** Vorliegender Text **
##########

Darum hat die TGBW das Projekt „Jugend bewegt“ auf den Weg gebracht. Sofuoglu geht es dabei vor allem darum, den Bedürfnissen türkischstämmiger Jugendlicher auf den Grund zu gehen. „Bis jetzt gibt es keine verlässlichen Forschungen darüber“, sagt er. Spekuliert wird dagegen viel, warum sich viele junge Türken hier entweder mit Erdogan identifizieren, sich dem Islamismus annähern oder der Türkei gegenüber sogar „staatsfeindlich“ auftreten – und das, obwohl die meisten von ihnen schon in dritter Generation in Deutschland leben.

Doch Gökay Sofuoglu will Fakten schaffen. „Wir haben Fragebögen im Internet verteilt. Wir hoffen, mehrere Hundert Exemplare ausgefüllt zurückzubekommen und dann klüger zu sein“, sagt er. Die Bögen werden vom Institut für angewandtes Schulmanagement (Ifas) und der Dualen Hochschule Baden-Württemberg (DHBW) wissenschaftlich begleitet und ausgewertet. Die Kernfragen sind: Was habe ich für eine Zukunftsperspektive in Deutschland? Wie frei kann ich hier meine Religion ausüben? Wie passt das mit dem Umgang mit Sexualität zusammen? Wie gehe ich mit Diskriminierung um?

Verbandstrukturen radikal umbauen

Eine Tendenz zeichne sich bereits aus der ersten Veranstaltung ab, bei der etwa 60 junge Türken in den Räumen der TGBW an der Reinsburgstraße teilgenommen haben. „Linke, sehr religiöse und regierungstreue junge Menschen“, sagt Sofuoglu.

Ihnen sei gemein: An politischen Themen interessiert zu sein, nicht aber an Politikern selbst. „Und das gilt nicht nur für Politiker, sondern auch für uns alte Verbandsvorstände, mit denen sie sich nicht wirklich identifizieren können.“ Sollte sich dies bei den Umfragen bewahrheiten, will Sofuoglu die Verbandsstrukturen radikal umbauen. „Wir brauchen ein Angebot, bei dem sich Jugendliche eigenverantwortlich organisieren können“, sagt er.

Sofuoglu befürchtet, dass der Zulauf junger Türken in die Kulturvereine im Verband weiter schwindet. Denn auch extreme Gruppierungen, die nichts mit der als moderat geltenden TGBW zu tun haben, buhlen um den Nachwuchs. Sofuoglu nennt die Osmanen Germania mit Straßengang-Strukturen, die enge Verbindungen zum türkischen Geheimdienst MIT haben soll. Aber auch das rechte Bündnis Türk Fedarasyon, ultrakonservative Moscheen und linksextreme Vereinigungen, häufig pro-kurdisch geprägt, zählten zur Konkurrenz, die nur noch im Dialog mit dem eigenen ideologischen Umfeld sei.

##########

** Datenauszug **

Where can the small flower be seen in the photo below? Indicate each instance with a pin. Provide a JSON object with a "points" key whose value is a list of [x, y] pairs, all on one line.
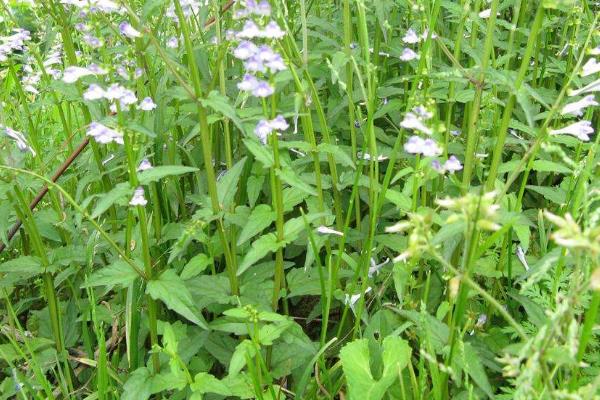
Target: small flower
{"points": [[126, 29], [263, 89], [411, 121], [262, 130], [411, 37], [580, 130], [138, 198], [272, 31], [172, 43], [249, 31], [144, 165], [245, 50], [485, 13], [279, 123], [249, 83], [103, 134], [19, 139], [73, 74], [147, 104], [576, 108], [408, 55], [590, 67], [94, 92], [452, 164], [590, 88], [328, 231]]}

##########

** Zu erstellen **
Führe bitte den Text über das TGBW-Projekt „Jugend bewegt“ im Anschluss an seinen letzten Satz fort.

** Antwort **
Als Frau geschminkt, verspottet

Nicht nur ideologisch, auch im Stil unterscheiden sich diese teils deutlich von der TGBW. „Als wir 2015 zum ersten Mal mit einer Delegation beim Christopher Street Day in Stuttgart dabei waren, gab es dafür viel Spott im Netz“, sagt Gökay Sofuoglu. Es kursierten Collagen mit seinem Gesicht – als Frau geschminkt – und darunter türkische Nationalflaggen. Dazu die Frage: Ob der TGBW sich nun für „Schwuchteln“, oder für die Interessen „stolzer Türken“ einsetze. Heute hat sich Sofuoglu an Beschimpfungen in sozialen Netzwerken oder per Mail gewöhnt. „Wenn ich wieder mal meine, dass mir etwas besonders gut gelungen ist, lese ich die Mails, um mich auf den Boden der Tatsachen zurückzuholen“, scherzt er.

Auch wenn Gökay Sofuoglu den Humor nicht verloren hat, geht es um eine ernste Angelegenheit. Denn nicht nur der TGBW beobachtet einige der Randgruppen innerhalb der türkischen Community mit Sorge, auch das Landeskriminalamt ist alarmiert. Besonders die Osmanen Germania und deren kurdische Widersacher Bahoz haben die Behörden in der Region vergangenes Jahr auf Trab gehalten.

Auch der Verfassungsschutz ist besorgt

Auch wenn Gökay Sofuoglu mit ihnen übereinstimmt, dass „Kriminelle die Härte des Gesetzes spüren sollen“, bleibt er ein Verfechter der Präventivarbeit. „Die Ziele der dritten und vierten Generation sind andere, als nur Gäste in Deutschland zu sein“, sagt er, „wir müssen für unsere Jugend Perspektiven schaffen.“ Eine Kampagne, die sich an den Ergebnissen des Forschungsprojekts orientieren wird, ist bereits in Planung. Ob Sofuoglu glaubt, so die aktuelle Entwicklung umkehren zu können? Aufgeben will er nicht.